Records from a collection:
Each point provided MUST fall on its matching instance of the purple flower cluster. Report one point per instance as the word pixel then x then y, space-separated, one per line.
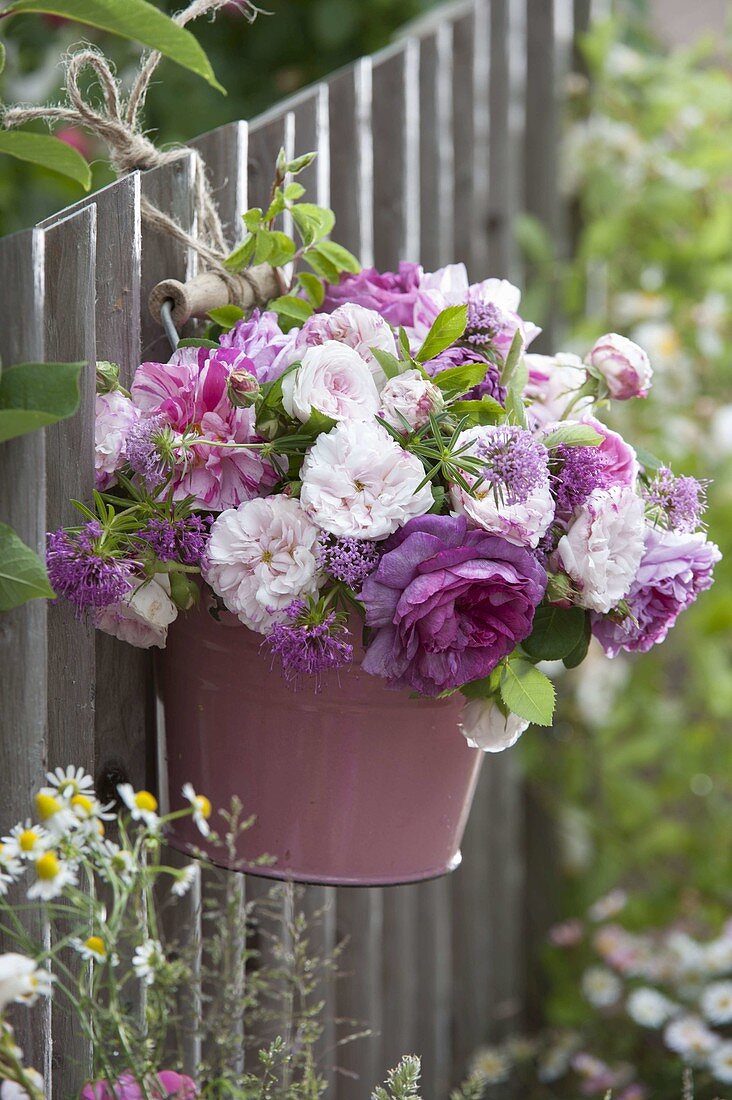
pixel 145 450
pixel 347 559
pixel 674 570
pixel 515 462
pixel 184 540
pixel 306 647
pixel 391 294
pixel 583 469
pixel 82 572
pixel 680 501
pixel 484 320
pixel 448 603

ACTIVITY: Give the data again word for word, without pictures.

PROBLEM SOLUTION:
Each point provided MUST fall on its matching instance of the purple flower cluster. Report one point per instance as the word pixel then x then y, space-separated, one per line.
pixel 145 450
pixel 347 559
pixel 674 570
pixel 515 462
pixel 184 540
pixel 306 647
pixel 391 294
pixel 583 469
pixel 82 572
pixel 680 501
pixel 484 320
pixel 448 603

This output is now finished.